* [Task description]
Leave out the pictures and copy the remaining records exactly.
═════ Records provided ═════
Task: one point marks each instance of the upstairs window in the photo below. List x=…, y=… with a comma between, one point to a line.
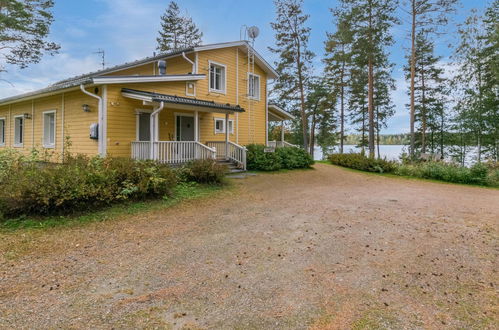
x=253, y=86
x=18, y=131
x=217, y=77
x=49, y=129
x=2, y=131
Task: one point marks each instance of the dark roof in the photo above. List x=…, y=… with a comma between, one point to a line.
x=156, y=97
x=87, y=78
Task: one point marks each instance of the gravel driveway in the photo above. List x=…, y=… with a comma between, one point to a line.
x=324, y=249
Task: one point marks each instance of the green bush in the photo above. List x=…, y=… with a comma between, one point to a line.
x=282, y=158
x=479, y=173
x=293, y=157
x=31, y=187
x=363, y=163
x=203, y=171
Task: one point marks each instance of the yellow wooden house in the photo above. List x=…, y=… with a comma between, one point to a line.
x=200, y=102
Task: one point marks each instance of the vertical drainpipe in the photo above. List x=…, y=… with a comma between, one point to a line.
x=33, y=124
x=237, y=94
x=63, y=142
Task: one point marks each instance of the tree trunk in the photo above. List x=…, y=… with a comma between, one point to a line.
x=370, y=91
x=413, y=76
x=304, y=119
x=342, y=108
x=423, y=112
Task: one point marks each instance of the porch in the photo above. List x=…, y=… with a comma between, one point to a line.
x=185, y=145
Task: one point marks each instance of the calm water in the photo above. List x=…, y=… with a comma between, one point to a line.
x=391, y=152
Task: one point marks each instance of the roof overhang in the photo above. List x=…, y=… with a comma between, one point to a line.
x=181, y=103
x=244, y=45
x=276, y=113
x=105, y=80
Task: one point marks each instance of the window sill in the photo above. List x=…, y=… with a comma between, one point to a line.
x=216, y=91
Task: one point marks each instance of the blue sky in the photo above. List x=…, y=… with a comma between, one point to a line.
x=127, y=30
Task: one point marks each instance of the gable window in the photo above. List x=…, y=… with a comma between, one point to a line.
x=49, y=129
x=220, y=126
x=217, y=77
x=2, y=131
x=18, y=131
x=253, y=86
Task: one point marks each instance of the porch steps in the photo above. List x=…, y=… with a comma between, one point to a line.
x=232, y=167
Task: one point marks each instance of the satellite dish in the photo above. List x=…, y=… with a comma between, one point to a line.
x=253, y=32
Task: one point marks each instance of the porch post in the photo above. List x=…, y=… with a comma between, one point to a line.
x=282, y=133
x=196, y=134
x=227, y=135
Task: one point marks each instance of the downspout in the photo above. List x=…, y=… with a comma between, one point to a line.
x=152, y=128
x=192, y=63
x=100, y=117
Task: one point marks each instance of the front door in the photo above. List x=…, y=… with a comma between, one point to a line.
x=144, y=133
x=185, y=128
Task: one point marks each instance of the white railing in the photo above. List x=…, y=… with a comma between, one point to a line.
x=172, y=152
x=280, y=144
x=231, y=151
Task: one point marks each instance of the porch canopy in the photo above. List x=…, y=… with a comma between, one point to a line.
x=181, y=103
x=276, y=113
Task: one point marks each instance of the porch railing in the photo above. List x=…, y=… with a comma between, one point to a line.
x=280, y=144
x=172, y=152
x=233, y=152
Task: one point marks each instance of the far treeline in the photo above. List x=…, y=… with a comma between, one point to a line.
x=451, y=111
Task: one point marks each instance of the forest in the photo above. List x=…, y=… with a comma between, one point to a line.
x=451, y=111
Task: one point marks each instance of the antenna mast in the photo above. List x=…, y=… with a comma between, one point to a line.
x=102, y=53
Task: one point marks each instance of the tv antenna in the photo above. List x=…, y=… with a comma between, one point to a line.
x=102, y=54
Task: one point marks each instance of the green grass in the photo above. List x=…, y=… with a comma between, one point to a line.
x=405, y=177
x=182, y=192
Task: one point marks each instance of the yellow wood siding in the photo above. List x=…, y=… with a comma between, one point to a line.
x=76, y=122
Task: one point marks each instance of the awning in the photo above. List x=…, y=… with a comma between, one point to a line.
x=276, y=113
x=181, y=103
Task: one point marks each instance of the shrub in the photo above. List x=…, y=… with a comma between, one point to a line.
x=37, y=188
x=363, y=163
x=282, y=158
x=293, y=157
x=479, y=173
x=203, y=171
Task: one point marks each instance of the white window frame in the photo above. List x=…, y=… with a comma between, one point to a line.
x=49, y=145
x=19, y=145
x=231, y=127
x=224, y=78
x=253, y=97
x=3, y=134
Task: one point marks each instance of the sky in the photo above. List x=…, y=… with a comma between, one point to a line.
x=127, y=29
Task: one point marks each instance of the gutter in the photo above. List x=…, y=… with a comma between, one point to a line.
x=101, y=147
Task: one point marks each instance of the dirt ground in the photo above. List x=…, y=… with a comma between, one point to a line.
x=324, y=249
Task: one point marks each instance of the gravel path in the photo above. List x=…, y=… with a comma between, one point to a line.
x=323, y=249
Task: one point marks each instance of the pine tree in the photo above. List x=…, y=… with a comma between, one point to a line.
x=337, y=62
x=427, y=16
x=295, y=59
x=24, y=28
x=429, y=94
x=177, y=31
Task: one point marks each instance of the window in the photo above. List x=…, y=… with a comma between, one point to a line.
x=253, y=86
x=220, y=126
x=49, y=129
x=18, y=131
x=2, y=131
x=217, y=78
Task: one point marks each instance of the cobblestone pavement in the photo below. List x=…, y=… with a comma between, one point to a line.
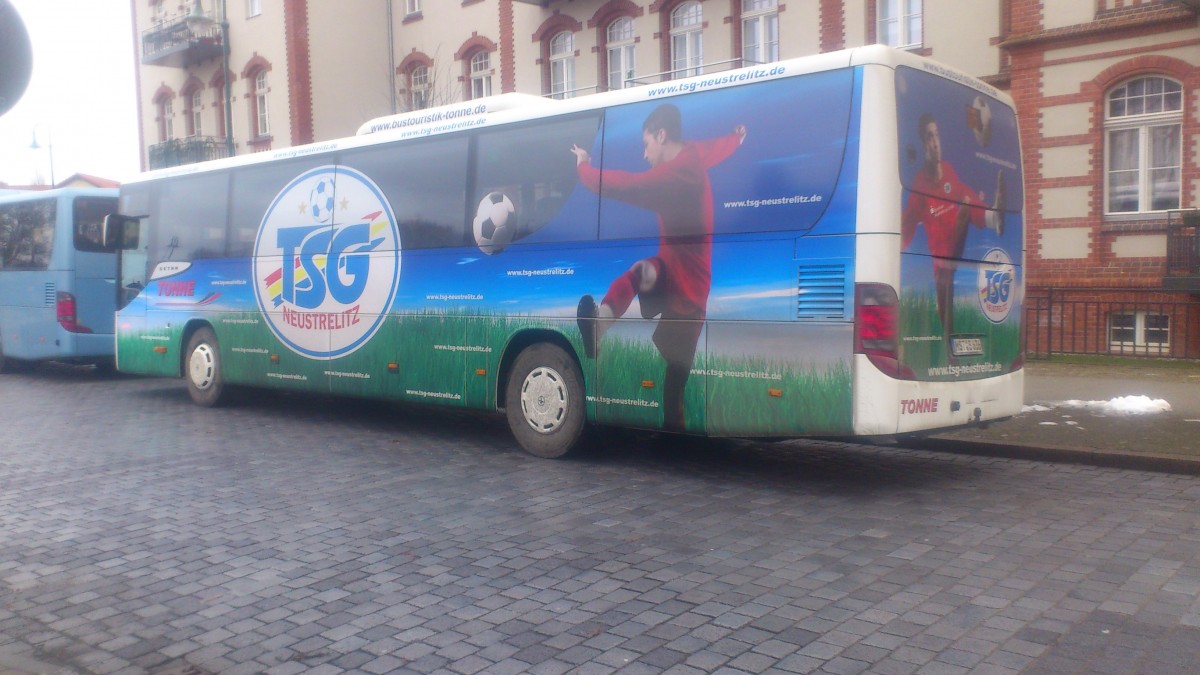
═════
* [Answer to this task]
Task: one point marks each instance of the upstairs window in the photo below. List x=…, y=… with a comma between, one point to a line.
x=253, y=86
x=18, y=131
x=217, y=77
x=49, y=129
x=2, y=131
Task: one point marks each instance of the dark roof in the photo above. List x=…, y=… with a comma between, one point to a line.
x=156, y=97
x=87, y=78
Task: one point marks each instance of the gravel driveway in the photo above. List x=…, y=… with a comma between, one point to a line.
x=324, y=249
Task: one point marks each instance of the green bush in the photo above. List x=…, y=… with a comma between, one point to a line.
x=282, y=158
x=479, y=173
x=293, y=157
x=31, y=187
x=363, y=163
x=203, y=171
Task: one point marks each instance of the yellow wooden house in the photo above. List x=…, y=… with a comma between, one point to a line.
x=200, y=102
Task: one point marks each instance of the vertical drainpipe in the photo above. List x=…, y=… with a comma between, one point to a line.
x=33, y=124
x=237, y=94
x=63, y=142
Task: one point marks each instance of the tree trunk in the photo above. List x=…, y=… with a comma between, one point to a line.
x=370, y=91
x=413, y=76
x=304, y=119
x=342, y=108
x=423, y=112
Task: one point marks each instance of the porch in the photo above. List x=…, y=… with a comma between, one point to a line.
x=185, y=145
Task: one point marks each instance of the calm water in the photo above. List x=…, y=… with a comma between, one point to a line.
x=391, y=152
Task: one point marks each instance of the roof overhang in the photo above. List x=…, y=… with a comma between, one point to a line.
x=181, y=103
x=244, y=45
x=276, y=113
x=105, y=80
Task: one point marks each instance of the window sill in the photo above. List x=…, y=… with a comma between, one point to a line.
x=216, y=91
Task: one point marks each instance of the blue sky in the photo above. List x=…, y=… with a comma between, one point to a line.
x=127, y=30
Task: one point marks each instance of the gable window in the photo above. List x=…, y=… with a comma between, one point to a line.
x=49, y=129
x=220, y=126
x=217, y=77
x=2, y=131
x=18, y=131
x=253, y=86
Task: one point marks each instance of the porch steps in the photo above. List x=…, y=… with a comma between, one point to a line.
x=232, y=167
Task: one point marks each instance of the satellite dish in the photo above. List x=…, y=… with a comma between, one point to a line.
x=253, y=32
Task: one point marks each instance of the porch post in the photo above. List x=…, y=… with a comma between, one point to a line.
x=282, y=133
x=196, y=134
x=227, y=135
Task: one point marks each instance of the downspout in the photo above. List x=…, y=… with a comma between, one point to a line.
x=152, y=128
x=192, y=63
x=100, y=117
Task: one point marks each instance of the front door in the photo above. List x=…, y=… with a comma between, one point to a line.
x=144, y=133
x=185, y=128
Task: one point marks each instance of the white railing in the photo above. List x=…, y=… with a comma between, one point to a line.
x=172, y=152
x=280, y=144
x=231, y=151
Task: one point marks each instance of the porch canopy in the photo above. List x=…, y=… with a comma between, one point to a line.
x=181, y=103
x=276, y=113
Task: one point marks each instance of the porch railing in the photo above. List x=…, y=… with a comma between, one point to a line.
x=280, y=144
x=172, y=152
x=233, y=152
Task: one point marks each instance of the far treeline in the photo above. List x=…, y=… with a comma between, one point to a line.
x=451, y=111
Task: one point marks each instance of the forest in the photo above. List x=…, y=… with a comma between, one point to a line.
x=451, y=111
Task: one point marks each instance of the antenna mast in the photo above. List x=…, y=… with a comma between, one point to a line.
x=102, y=53
Task: one point marks each instance of the tv antenna in the photo above. List x=…, y=… with a comma between, one point to a line.
x=102, y=54
Task: one point marks each instance of the green grass in the photo above. List x=…, y=… with a comma between, one point to a line.
x=405, y=177
x=182, y=192
Task: one point marks each instance of the yellow wood siding in the photo above. List x=…, y=… with a comma between, one point to a line.
x=76, y=122
Task: one point marks each instance of the awning in the photo above. List x=…, y=… with a comma between, one point to a line.
x=276, y=113
x=181, y=103
Task: one point marks each instance of the shrub in the photo above. List x=…, y=… with a comma between, one point to a line.
x=37, y=188
x=363, y=163
x=282, y=158
x=293, y=157
x=479, y=173
x=203, y=171
Task: one point marks each instance of the white window frame in the photo above. List x=…, y=… with a comma between, one point to a line.
x=49, y=145
x=19, y=145
x=231, y=127
x=224, y=78
x=253, y=97
x=3, y=134
Task: one point marks each instance of the sky in the photo above. List x=…, y=… with a comma between, one point to a line.
x=127, y=29
Task: one point marks each instance of the gutter in the photo above. List x=…, y=… with a comma between, one point to a line.
x=101, y=147
Task: one point marks each instance of the dirt ground in the photo above. List x=…, y=… with a comma between, one point to a line.
x=324, y=249
Task: one point marks each instance of the gravel path in the photo above. List x=…, y=… with a comma between, one point to a line.
x=323, y=249
Task: one point marks each instance of the pine tree in the photo above. List x=…, y=… with a comma between, one point to a line.
x=337, y=62
x=427, y=16
x=295, y=59
x=24, y=28
x=429, y=94
x=177, y=31
Task: one point marks each instance of the window in the photo above. List x=…, y=… with a comma between, one point to a line.
x=253, y=86
x=220, y=126
x=49, y=129
x=18, y=131
x=2, y=131
x=217, y=78
Task: one point marks each instance of the cobblestone pavement in the photo below. List x=…, y=… with a comma between, one point to a line.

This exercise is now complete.